* EXERCISES TO COMPLETE:
1. Copy the passage of the 2009 FP3 forum thread below, from "Nice looking ride." up to and including "an SRM Crankset?".
2. Write the next part of the 2009 FP3 forum thread below, picking up after its last post.

--- start READING TEXT ---

# 2009 Fp3



## wrestlr (Feb 19, 2007)

Pics of my 09 FP3 built up that I am racing right now:


----------



## master2129 (Mar 30, 2007)

Nice looking ride. You have lots of expensive components on your bike worthy of a Prince. What does your bike weight come in at all set up like this? Are you using an SRM Crankset?


----------



## wrestlr (Feb 19, 2007)

Thanks for the comment. I actually had a Prince but sold it a while back. There is a difference in the Prince vs. FP3, but I actually like the FP3 alot and prefer it over the Prince. This is a race/training bike for me and I don't have to worry about it as much. Most likely weighs around 15 built up as pictured, I will have to get an exact weight for you later when I go back to the shop. I do use the SRM powermeter but just did not have the powercontrol attached for the picture. 
-Mike


----------



## shachah7 (Dec 2, 2008)

Nice looking ride mate. What handlebars and tape did you put on it?

--- end READING TEXT ---
--- start SUPPLIED MATERIAL ---

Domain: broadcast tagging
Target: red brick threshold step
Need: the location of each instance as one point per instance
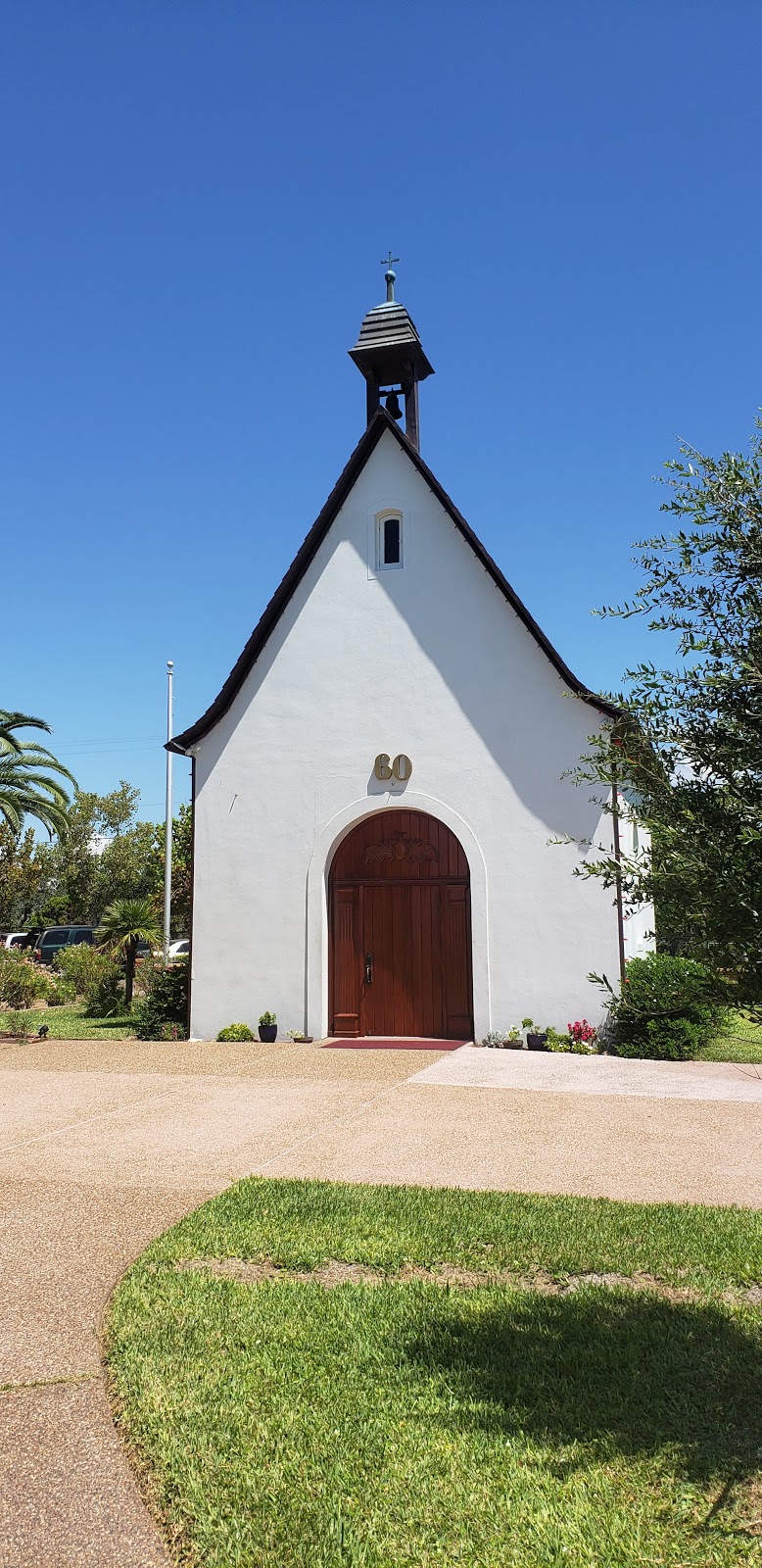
(399, 1043)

--- end SUPPLIED MATERIAL ---

* ANSWERS FOR THE EXERCISE:
1.
Nice looking ride. You have lots of expensive components on your bike worthy of a Prince. What does your bike weight come in at all set up like this? Are you using an SRM Crankset?

2.
----------



## sbthaut (Apr 17, 2007)

How long ago did you have a Prince, and why do you prefer the FP3? Love the bike and the set up BTW!!


----------



## softwaredeveloper99 (May 17, 2009)

i am looking at the fp3 and the Madone - my bike shop told me the fp3 is no longer made

how do u like the most components

rob


----------



## kyrider (Apr 28, 2007)

softwaredeveloper99 said:


> i am looking at the fp3 and the Madone - my bike shop told me the fp3 is no longer made
> 
> how do u like the most components
> 
> rob


Get the Madone, you can't beat Lifetime warranty vs. 2 years warranty from Pinarello... and that comes with a big question mark! After dealing with Gita and Pinarello I question their commitment to 100% customer satisfaction.

My experience w/ Trek is that they'll cover defects under their warranty no questions asked.


----------



## T-shirt (Aug 15, 2004)

Excuse me, but it is against forum rules to post bikes that are better than mine.

wrestlr, that looks great. Have fun; I hope that you win.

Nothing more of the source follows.